Please continue the story below about a trip from Nairobi to Eldoret, picking up after its last sentence.

### SELECTED EXTRACT
*** Block opens ***

Once, while traveling to campus from Nairobi I sat next to a charismatic woman with whom I struck an instant rapport. She was thirty but looked twenty-two. I guess that’s why I could easily converse with her.
In our six-hour drive we shared a box of chocolate, sips of apple juice (now you know why she looked so fabulous) and significant personal confidences- you know the sort that in retrospect make you want to offer money in return for silence?
Perhaps, it was the combination of boredom, tiredness and the fact that we were two strangers who were maybe not going meet again. I was a student studying Information Sciences, and she was a doctor. I, honestly, am not fond of doctors. Hospitals scare me stiff.
But enthralled with each other’s “understanding” and feeling lighter with each unburdening, we talked through the rough dusty road, through the beautiful green Burnt Forest and in-between naps all the way to Eldoret.
Our eventual parting was intensely emotional and we pledged to see each other shortly thereafter, “but not anywhere near a hospital” I suggested.
However, after a week, I started feeling uneasy. It was almost as if, having gotten so much off my chest, I was literally physically empty. I think I actually started to miss my secrets, fears and insecurities. I had divulged so openly to a woman almost ten years older than I was. By the end of the week, the niggle in the back of my mind had become fully-fledged embarrassment and horror.

*** Block closes ***

### DATA EXTRACTS
*** Block opens ***

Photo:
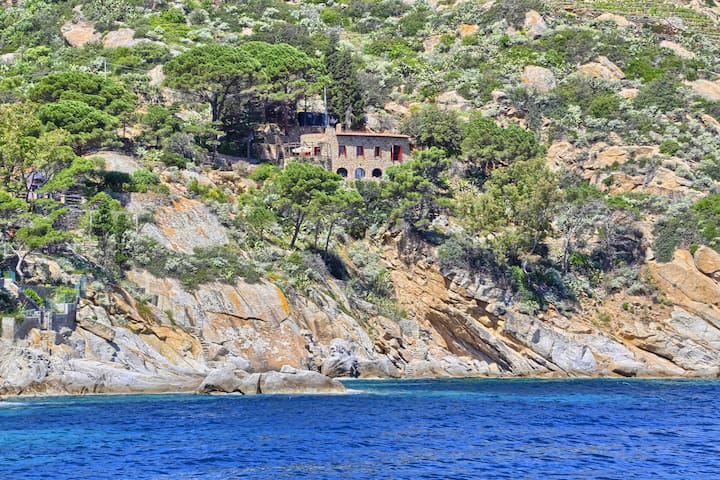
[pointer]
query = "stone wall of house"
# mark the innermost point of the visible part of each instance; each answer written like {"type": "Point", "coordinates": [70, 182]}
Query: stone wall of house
{"type": "Point", "coordinates": [357, 163]}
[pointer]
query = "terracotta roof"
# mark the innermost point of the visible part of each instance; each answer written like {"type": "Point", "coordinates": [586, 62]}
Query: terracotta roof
{"type": "Point", "coordinates": [371, 134]}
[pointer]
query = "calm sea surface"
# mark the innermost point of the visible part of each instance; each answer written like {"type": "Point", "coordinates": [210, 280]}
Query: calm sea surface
{"type": "Point", "coordinates": [449, 429]}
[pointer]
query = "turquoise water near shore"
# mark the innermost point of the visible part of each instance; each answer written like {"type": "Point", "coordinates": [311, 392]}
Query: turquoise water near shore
{"type": "Point", "coordinates": [407, 429]}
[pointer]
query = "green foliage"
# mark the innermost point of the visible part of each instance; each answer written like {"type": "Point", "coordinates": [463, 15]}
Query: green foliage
{"type": "Point", "coordinates": [207, 193]}
{"type": "Point", "coordinates": [708, 218]}
{"type": "Point", "coordinates": [212, 73]}
{"type": "Point", "coordinates": [486, 146]}
{"type": "Point", "coordinates": [86, 125]}
{"type": "Point", "coordinates": [144, 181]}
{"type": "Point", "coordinates": [88, 88]}
{"type": "Point", "coordinates": [344, 92]}
{"type": "Point", "coordinates": [512, 12]}
{"type": "Point", "coordinates": [419, 188]}
{"type": "Point", "coordinates": [433, 127]}
{"type": "Point", "coordinates": [677, 229]}
{"type": "Point", "coordinates": [669, 147]}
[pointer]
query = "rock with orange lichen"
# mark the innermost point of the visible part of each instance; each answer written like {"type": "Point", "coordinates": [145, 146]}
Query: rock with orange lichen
{"type": "Point", "coordinates": [182, 224]}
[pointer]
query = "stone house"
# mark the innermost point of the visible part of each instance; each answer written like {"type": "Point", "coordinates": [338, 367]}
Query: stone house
{"type": "Point", "coordinates": [353, 154]}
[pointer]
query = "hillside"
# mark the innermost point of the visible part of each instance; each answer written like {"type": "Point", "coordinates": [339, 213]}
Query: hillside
{"type": "Point", "coordinates": [558, 214]}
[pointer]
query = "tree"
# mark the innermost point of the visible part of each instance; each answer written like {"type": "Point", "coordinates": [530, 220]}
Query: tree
{"type": "Point", "coordinates": [661, 93]}
{"type": "Point", "coordinates": [420, 187]}
{"type": "Point", "coordinates": [106, 220]}
{"type": "Point", "coordinates": [94, 90]}
{"type": "Point", "coordinates": [584, 208]}
{"type": "Point", "coordinates": [289, 73]}
{"type": "Point", "coordinates": [515, 209]}
{"type": "Point", "coordinates": [212, 74]}
{"type": "Point", "coordinates": [334, 210]}
{"type": "Point", "coordinates": [487, 146]}
{"type": "Point", "coordinates": [37, 232]}
{"type": "Point", "coordinates": [433, 127]}
{"type": "Point", "coordinates": [299, 189]}
{"type": "Point", "coordinates": [344, 91]}
{"type": "Point", "coordinates": [707, 211]}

*** Block closes ***

### TASK RESPONSE
When I eventually summoned the guts to awkwardly call off our reunion, with some stupid excuse like cats, somehow I wasn’t too surprised by the relief I heard in her voice on the other end of the phone. I have always felt confession is a bit like a club- all open and out there with the ingredients quite easy to identify, but really quite messy to handle.
W e conceal aspects of ourselves that we think invite rejection, but ironically, the very act of secrecy makes us inaccessible to love. We think we are hiding our secrets, but really our secrets are hiding us. Perhaps our secrets struggle to be revealed because they know that confession can perform a miracle. It can make dark secrets bright. It can turn our mistakes or tragedies into beacons of hope for others.
Think about it: when you’re most trapped by secrecy, you do not want the advice of people who have never been touched by evil, despair or confusion. You want someone who has been where you are and made it back alive. And that was exactly why I felt immediate connection with the woman at that time.
What I had experienced was, in effect, an emotional one-night stand. Intimacy is not the same as familiarity. Time is what grows housemates into family, colleagues into friends and one- time acquaintances into your safe inner circle. Anyway, every act of genuine confession, large or small, brightens the world.